GOAL » In the agony column letter, rewrite the part that opens with the words containing "My name is Carl" and closes with "My Dearest Carl.", renaming "Venture" to "Endeavor".

TEXT TO READ »
○ ○ ○ ○ ○ ○ ○
Aunty Strange Brews Agony Column

Auty Strange Brew Agony Aunt

Ask Aunty Strange Brew

When there's something strange in your neighbourhood, or you're struggling with great power and responsibility, problems with the affairs of the heart? Or just cocked-up your latest spell. Ask Aunty Strange Brew.

(All correspondence will not be treated in the strictest confidence, but posted on the internet and social networks to be laughed at and ridiculed. I may even write a book about all your pathetic failures.)

Leading Lady Problems

Dear Aunty Strange Brew,

My name is Carl Denham, and I'm a famous animal filmmaker. Recently I came upon a map with a mysterious uncharted island that is inhabited by a legendary creature known as Kong to the islanders.

After charting a ship, called the Venture and finding a suitable actress - Ann Darrow, we set off for the mysterious island. When we finally arrived, the natives snuck aboard ship and captured my leading lady and have given her to Kong as a human sacrifice.

So, my question is - should I return to New York and try to find another actress for my leading lady and hope the natives of Skull Island don't offer her as a sacrifice? Or should I attempt to rescue Ann Darrow from Kong and capture the monstrous creature and take it back to New York with me ( I can see the headlines now 'King Kong - 8th Wonder of the World')?

Yours indecisively Carl Denham.


My Dearest Carl.

Trust you to be a monkey's uncle!
○ ○ ○ ○ ○ ○ ○
DATA LINES »
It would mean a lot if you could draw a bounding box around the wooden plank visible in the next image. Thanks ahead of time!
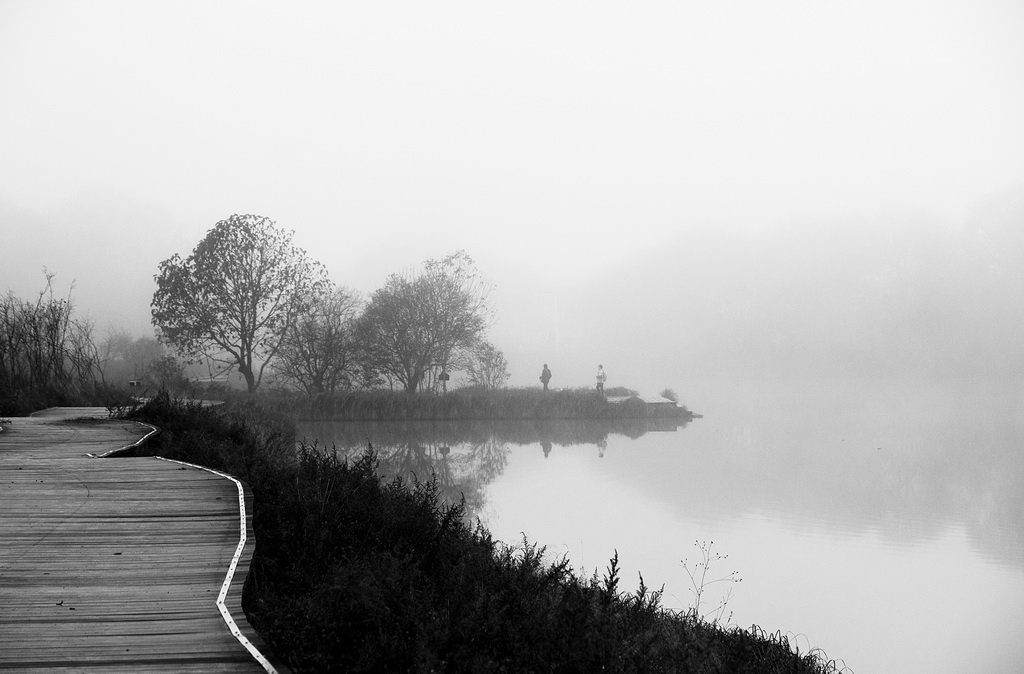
○ ○ ○ ○ ○ ○ ○
COMPLETE ANSWER »
My name is Carl Denham, and I'm a famous animal filmmaker. Recently I came upon a map with a mysterious uncharted island that is inhabited by a legendary creature known as Kong to the islanders.

After charting a ship, called the Endeavor and finding a suitable actress - Ann Darrow, we set off for the mysterious island. When we finally arrived, the natives snuck aboard ship and captured my leading lady and have given her to Kong as a human sacrifice.

So, my question is - should I return to New York and try to find another actress for my leading lady and hope the natives of Skull Island don't offer her as a sacrifice? Or should I attempt to rescue Ann Darrow from Kong and capture the monstrous creature and take it back to New York with me ( I can see the headlines now 'King Kong - 8th Wonder of the World')?

Yours indecisively Carl Denham.


My Dearest Carl.